* What to produce *
Starting at the line that contains "positive clicks: (181, 86)", transcribe each line exactly through the last line of the data. Include nothing else.

* Data records *
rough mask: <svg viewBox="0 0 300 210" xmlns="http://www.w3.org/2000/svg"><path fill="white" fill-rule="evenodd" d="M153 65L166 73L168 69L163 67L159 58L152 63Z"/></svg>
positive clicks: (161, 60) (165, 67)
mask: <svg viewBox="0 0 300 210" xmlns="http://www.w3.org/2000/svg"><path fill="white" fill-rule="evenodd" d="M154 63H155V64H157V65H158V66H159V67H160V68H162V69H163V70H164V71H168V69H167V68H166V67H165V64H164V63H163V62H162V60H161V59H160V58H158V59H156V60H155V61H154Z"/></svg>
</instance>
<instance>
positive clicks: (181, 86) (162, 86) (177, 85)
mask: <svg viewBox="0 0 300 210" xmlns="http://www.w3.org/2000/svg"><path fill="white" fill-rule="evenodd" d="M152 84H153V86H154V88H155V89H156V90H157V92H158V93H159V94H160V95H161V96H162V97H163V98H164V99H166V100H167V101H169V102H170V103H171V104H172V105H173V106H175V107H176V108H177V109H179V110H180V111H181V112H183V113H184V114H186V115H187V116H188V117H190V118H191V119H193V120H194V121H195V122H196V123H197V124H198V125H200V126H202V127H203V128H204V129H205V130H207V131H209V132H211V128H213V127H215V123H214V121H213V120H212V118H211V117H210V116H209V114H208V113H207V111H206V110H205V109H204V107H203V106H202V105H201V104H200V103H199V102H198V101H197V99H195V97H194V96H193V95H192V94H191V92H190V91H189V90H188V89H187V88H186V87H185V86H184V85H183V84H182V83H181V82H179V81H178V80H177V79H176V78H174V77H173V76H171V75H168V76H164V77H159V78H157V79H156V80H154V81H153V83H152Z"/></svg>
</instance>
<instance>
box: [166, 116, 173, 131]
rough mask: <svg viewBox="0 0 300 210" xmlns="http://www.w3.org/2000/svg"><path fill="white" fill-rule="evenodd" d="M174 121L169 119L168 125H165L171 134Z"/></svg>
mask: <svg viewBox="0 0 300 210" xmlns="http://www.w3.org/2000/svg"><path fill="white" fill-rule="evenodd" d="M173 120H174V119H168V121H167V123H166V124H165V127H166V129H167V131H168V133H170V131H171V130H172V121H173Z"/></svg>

* Response below *
positive clicks: (181, 86) (162, 86) (177, 85)
mask: <svg viewBox="0 0 300 210" xmlns="http://www.w3.org/2000/svg"><path fill="white" fill-rule="evenodd" d="M152 84H153V86H154V88H155V89H156V90H157V92H158V93H159V94H160V95H161V96H162V97H163V98H164V99H166V100H167V101H169V102H170V103H171V104H172V105H173V106H175V107H176V108H177V109H179V110H180V111H181V112H183V113H184V114H186V115H187V116H188V117H190V118H191V119H193V120H194V121H195V122H196V123H197V124H198V125H200V126H202V127H203V128H204V129H205V130H207V131H209V132H211V128H213V127H215V123H214V121H213V120H212V118H211V117H210V116H209V114H208V113H207V111H206V110H205V109H204V107H203V106H202V105H201V104H200V103H199V102H198V101H197V99H195V97H194V96H193V95H192V94H191V92H190V91H189V90H188V89H187V88H186V87H185V86H184V85H183V84H182V83H181V82H179V81H178V80H177V79H176V78H174V77H173V76H171V75H168V76H164V77H159V78H157V79H156V80H154V81H153V83H152Z"/></svg>
</instance>
<instance>
box: [166, 116, 173, 131]
rough mask: <svg viewBox="0 0 300 210" xmlns="http://www.w3.org/2000/svg"><path fill="white" fill-rule="evenodd" d="M174 121L169 119L168 125H165L171 134Z"/></svg>
mask: <svg viewBox="0 0 300 210" xmlns="http://www.w3.org/2000/svg"><path fill="white" fill-rule="evenodd" d="M173 120H174V119H168V121H167V123H166V124H165V127H166V129H167V131H168V133H170V131H171V130H172V121H173Z"/></svg>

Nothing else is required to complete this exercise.